TEXTO FORNECIDO »

• • •

Assento
Acórdão
Acordam, em plenário, no Supremo Tribunal de Justiça:
Acácio Nogueira Baptista e mulher, Benilde Marques de Sousa, recorreram para o tribunal pleno, nos termos do artigo 763.º do Código de Processo Civil, do Acórdão deste Supremo Tribunal de 10 de Janeiro de 1984, proferido no processo 71043, da 1.ª Secção Cível, com o fundamento de que ele está em oposição com o Acórdão, também deste Supremo Tribunal, de 12 de Fevereiro de 1980, publicado no Boletim do Ministério da Justiça, n.º 294, p. 312, sobre a mesma questão fundamental de direito: se são ou não nulos os contratos onerosos que tenham por objecto lotes de terrenos compreendidos em loteamentos urbanos sem ter sido obtida a licença de loteamento titulada por alvará, celebrados no domínio de vigência do Decreto-Lei 46673, de 29 de Novembro de 1965.
A Secção, pelo acórdão de fl. 24, reconheceu a existência da oposição e mandou prosseguir o processo.
Os recorrentes alegaram doutamente, formulando as seguintes conclusões:
1.ª Na vigência do Decreto-Lei 46673, de 29 de Novembro de 1965, eram nulos os negócios jurídicos de compra e venda de terrenos compreendidos em loteamento sem alvará;
2.ª Tal é a sanção que resulta do artigo 10.º desse diploma legal, conjugado com os artigos 294.º e 280.º do Código Civil;
3.ª O vendedor ficava ainda sujeito às multas previstas no artigo 12.º do mesmo diploma legal;
4.ª A solução apontada não quebra a unidade do sistema jurídico;
5.ª O Decreto-Lei 289/73, de 6 de Junho, apenas alargou a sanção da nulidade a outros negócios jurídicos, para além dos previstos no Decreto-Lei 46673;
6.ª O acórdão recorrido violou os artigos 10.º, 12.º, 13.º e 14.º do Decreto-Lei 46673, de 29 de Novembro de 1965, e os artigos 280.º e 294.º do Código Civil.

• • •

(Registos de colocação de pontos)

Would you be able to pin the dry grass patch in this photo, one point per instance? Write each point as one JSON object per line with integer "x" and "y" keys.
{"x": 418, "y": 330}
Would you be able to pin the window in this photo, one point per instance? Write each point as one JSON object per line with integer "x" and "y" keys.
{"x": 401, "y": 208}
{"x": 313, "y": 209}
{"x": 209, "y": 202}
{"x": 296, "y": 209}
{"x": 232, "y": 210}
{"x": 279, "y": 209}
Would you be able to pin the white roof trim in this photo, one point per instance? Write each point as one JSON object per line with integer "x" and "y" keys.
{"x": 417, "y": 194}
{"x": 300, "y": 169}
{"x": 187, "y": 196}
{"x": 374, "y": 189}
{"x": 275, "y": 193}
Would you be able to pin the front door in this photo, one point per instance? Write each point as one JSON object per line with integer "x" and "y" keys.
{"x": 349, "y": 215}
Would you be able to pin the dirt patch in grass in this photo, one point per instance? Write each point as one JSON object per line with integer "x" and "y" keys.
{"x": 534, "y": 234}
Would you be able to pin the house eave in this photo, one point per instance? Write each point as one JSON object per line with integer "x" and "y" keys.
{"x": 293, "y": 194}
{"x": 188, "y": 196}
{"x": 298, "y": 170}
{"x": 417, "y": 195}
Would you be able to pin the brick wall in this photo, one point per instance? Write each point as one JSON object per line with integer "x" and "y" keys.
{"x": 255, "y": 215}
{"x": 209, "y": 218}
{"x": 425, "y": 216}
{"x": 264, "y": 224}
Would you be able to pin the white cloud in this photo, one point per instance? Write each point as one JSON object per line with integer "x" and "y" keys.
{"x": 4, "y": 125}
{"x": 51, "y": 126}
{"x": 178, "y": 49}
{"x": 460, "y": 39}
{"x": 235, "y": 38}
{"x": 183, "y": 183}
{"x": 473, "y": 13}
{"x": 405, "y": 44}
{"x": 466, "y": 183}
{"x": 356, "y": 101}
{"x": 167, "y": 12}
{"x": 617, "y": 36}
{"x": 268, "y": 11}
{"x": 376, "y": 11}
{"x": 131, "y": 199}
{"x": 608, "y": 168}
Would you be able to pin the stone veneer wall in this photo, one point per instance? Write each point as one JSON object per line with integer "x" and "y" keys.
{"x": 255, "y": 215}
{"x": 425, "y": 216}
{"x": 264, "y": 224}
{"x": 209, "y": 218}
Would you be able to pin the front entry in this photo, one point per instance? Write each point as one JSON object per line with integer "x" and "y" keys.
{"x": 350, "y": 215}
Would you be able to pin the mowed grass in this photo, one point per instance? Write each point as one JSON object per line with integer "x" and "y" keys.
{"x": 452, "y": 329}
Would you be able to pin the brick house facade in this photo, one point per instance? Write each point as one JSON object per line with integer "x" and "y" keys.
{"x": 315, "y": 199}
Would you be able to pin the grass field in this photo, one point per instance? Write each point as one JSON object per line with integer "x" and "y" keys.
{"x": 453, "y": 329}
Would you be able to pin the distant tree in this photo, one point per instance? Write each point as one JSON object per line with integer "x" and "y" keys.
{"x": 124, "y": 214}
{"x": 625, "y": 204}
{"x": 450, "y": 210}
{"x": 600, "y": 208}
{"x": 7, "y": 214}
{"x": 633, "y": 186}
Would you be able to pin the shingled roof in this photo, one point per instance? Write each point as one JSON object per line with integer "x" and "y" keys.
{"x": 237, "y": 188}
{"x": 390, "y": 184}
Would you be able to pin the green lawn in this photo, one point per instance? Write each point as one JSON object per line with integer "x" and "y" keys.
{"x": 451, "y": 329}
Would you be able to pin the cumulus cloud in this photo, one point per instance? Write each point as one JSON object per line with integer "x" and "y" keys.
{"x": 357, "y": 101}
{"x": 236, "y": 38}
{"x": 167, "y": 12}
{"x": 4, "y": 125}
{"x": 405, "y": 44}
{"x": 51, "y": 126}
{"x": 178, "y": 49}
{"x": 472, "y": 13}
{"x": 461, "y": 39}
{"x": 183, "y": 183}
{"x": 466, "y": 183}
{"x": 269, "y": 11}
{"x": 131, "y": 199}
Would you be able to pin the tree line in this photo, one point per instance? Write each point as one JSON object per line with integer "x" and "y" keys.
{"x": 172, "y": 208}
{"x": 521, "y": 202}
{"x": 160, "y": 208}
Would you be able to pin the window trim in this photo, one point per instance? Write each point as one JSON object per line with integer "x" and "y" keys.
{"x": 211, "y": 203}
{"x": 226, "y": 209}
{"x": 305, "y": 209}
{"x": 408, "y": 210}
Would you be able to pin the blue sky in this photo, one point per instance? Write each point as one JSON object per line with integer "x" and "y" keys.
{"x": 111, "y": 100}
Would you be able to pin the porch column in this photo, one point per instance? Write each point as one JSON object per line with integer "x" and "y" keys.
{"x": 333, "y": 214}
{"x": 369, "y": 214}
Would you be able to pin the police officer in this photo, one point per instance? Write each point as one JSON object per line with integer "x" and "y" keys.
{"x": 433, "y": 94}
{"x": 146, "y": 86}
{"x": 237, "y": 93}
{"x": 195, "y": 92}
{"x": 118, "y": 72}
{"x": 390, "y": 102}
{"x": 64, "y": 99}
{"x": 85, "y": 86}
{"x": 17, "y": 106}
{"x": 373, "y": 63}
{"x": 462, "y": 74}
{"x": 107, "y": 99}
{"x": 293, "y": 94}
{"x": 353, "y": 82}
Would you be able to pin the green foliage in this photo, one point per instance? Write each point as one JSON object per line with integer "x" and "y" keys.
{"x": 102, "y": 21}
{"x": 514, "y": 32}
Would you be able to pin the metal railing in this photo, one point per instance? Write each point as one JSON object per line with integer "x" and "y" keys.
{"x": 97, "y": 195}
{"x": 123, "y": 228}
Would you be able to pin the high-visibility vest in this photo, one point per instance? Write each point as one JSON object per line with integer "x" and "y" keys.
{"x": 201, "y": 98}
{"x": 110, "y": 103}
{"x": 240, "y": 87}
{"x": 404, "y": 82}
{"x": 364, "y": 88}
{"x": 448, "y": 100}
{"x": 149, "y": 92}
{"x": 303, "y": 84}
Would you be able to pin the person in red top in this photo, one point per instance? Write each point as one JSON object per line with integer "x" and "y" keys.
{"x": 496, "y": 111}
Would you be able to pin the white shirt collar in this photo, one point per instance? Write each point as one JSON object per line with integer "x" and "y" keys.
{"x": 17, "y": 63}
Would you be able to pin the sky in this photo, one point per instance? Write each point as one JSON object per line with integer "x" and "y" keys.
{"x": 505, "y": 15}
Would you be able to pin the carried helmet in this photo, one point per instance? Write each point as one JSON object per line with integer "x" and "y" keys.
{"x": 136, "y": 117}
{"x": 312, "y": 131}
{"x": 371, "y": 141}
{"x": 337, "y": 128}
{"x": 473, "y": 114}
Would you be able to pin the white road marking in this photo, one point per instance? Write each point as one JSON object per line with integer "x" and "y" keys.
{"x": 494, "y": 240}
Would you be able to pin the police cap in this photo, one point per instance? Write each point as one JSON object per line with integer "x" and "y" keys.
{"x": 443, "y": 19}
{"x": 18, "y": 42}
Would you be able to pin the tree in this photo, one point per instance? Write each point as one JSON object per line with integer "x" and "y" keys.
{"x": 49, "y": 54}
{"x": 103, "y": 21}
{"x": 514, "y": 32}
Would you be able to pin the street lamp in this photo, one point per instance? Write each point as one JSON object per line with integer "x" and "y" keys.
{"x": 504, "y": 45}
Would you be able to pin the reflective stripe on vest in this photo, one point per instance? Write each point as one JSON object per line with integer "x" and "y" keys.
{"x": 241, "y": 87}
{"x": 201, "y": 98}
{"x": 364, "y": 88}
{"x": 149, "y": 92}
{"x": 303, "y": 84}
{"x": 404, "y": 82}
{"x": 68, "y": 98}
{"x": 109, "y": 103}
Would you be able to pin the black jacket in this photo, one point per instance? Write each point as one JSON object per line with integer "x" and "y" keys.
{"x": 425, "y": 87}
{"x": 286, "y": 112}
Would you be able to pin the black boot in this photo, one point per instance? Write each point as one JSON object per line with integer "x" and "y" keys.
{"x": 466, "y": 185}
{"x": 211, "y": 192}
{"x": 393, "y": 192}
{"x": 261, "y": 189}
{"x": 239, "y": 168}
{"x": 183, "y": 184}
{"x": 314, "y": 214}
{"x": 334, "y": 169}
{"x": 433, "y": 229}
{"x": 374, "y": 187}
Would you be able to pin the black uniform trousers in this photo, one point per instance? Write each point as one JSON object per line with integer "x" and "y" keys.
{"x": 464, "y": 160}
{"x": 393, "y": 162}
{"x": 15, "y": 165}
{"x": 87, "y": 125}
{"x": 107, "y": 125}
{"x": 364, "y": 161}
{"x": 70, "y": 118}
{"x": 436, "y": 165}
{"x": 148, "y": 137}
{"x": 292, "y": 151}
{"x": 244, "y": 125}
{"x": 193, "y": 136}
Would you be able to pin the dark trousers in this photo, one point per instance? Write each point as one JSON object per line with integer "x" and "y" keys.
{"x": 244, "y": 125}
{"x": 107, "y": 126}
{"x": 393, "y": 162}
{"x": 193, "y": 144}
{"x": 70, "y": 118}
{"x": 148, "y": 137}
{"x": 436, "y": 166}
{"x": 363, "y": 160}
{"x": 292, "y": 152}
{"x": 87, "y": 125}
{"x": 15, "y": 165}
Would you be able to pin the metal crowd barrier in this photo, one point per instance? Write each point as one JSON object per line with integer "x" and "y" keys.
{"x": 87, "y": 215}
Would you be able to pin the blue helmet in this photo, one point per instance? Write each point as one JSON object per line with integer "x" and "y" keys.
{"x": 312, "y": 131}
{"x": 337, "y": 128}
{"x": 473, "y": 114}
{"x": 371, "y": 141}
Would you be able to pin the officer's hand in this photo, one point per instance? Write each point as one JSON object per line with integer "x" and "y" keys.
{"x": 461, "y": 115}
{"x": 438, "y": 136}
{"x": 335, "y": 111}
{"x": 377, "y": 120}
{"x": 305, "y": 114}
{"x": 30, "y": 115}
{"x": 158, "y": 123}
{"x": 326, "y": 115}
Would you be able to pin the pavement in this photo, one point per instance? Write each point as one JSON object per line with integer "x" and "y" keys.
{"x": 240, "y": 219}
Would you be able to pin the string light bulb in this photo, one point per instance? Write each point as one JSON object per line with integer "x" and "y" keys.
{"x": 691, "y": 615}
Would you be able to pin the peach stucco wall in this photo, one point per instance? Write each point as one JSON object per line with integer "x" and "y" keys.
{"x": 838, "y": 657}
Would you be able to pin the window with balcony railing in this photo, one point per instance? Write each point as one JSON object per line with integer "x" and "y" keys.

• • •

EXERCÍCIO 1 » Segundo o acórdão do Supremo Tribunal de Justiça, em que data foi proferido o acórdão de que Acácio Nogueira Baptista e Benilde Marques de Sousa recorreram?
EXERCÍCIO 2 » Prossiga o acórdão do Supremo Tribunal de Justiça a partir da última frase apresentada.

RESPOSTA ESCRITA 1 » Em 10 de Janeiro de 1984.

RESPOSTA ESCRITA 2 »
Os recorridos haviam apresentado já alegações, também doutas, defendendo a solução oposta.
O Exmo. Magistrado do Ministério Público junto deste Supremo apresentou desenvolvido e muito douto parecer no qual sustenta que deve ser mantido o acórdão recorrido, sugerindo a formulação de assento nos seguintes termos: «Na vigência do Decreto-Lei 46673, de 29 de Novembro de 1965, são válidos os negócios jurídicos de compra e venda, bem como a promessa de terrenos compreendidos em loteamentos sem alvará, excepto quando no momento da celebração do contrato houvesse impossibilidade de obtenção de alvará, por haver lei, regulamento ou acto administrativo e impeditivo da sua emissão.»
Tudo visto.
Porque o tribunal pleno não está vinculado à decisão preliminar proferida pela Secção, conforme se vê do disposto no n.º 3 do artigo 766.º do Código de Processo Civil - se bem que se possa entender que a reapreciação dessa decisão só possa ter lugar se entretanto for suscitada essa questão -, há que reapreciar a questão em ordem à verificação ou não dos pressupostos exigidos para o conhecimento do objecto do recurso.
E, assim, verifica-se que são idênticas as questões que em ambos os acórdãos considerados em oposição foram apreciadas, pois no acórdão recorrido tratava-se de contratos de compra e venda titulados por escrituras públicas de 6 de Dezembro de 1972 e de 10 de Janeiro de 1973 e no acórdão anterior apreciou-se um contrato-promessa de compra e venda, todos eles tendo por objecto terrenos para construção, sem que tivesse sido aprovado qualquer loteamento deles.
Nesse acórdão anterior, no chamado acórdão fundamento, entendeu-se que, nos termos do artigo 10.º, n.º 1, do referido Decreto-Lei 46673, conjugado com os artigos 280.º, 285.º e 294.º do Código Civil, o contrato-promessa era nulo, por ser legalmente impossível o objecto ou por ser o negócio jurídico contrário à lei ou contra disposições legais de carácter imperativo, como são as apontadas na tutela de superiores interesses gerais da disciplina urbanística, sem descurar a defesa dos interesses privados.
Mas no acórdão recorrido entendeu-se, não obstante o disposto naquele n.º 1 do artigo 10.º daquele Decreto-Lei 46673 visar acautelar a ordem pública, que a falta de licença apenas acarretava graves multas impostas aos irregulares vendedores, promitentes vendedores e anunciantes de vendas.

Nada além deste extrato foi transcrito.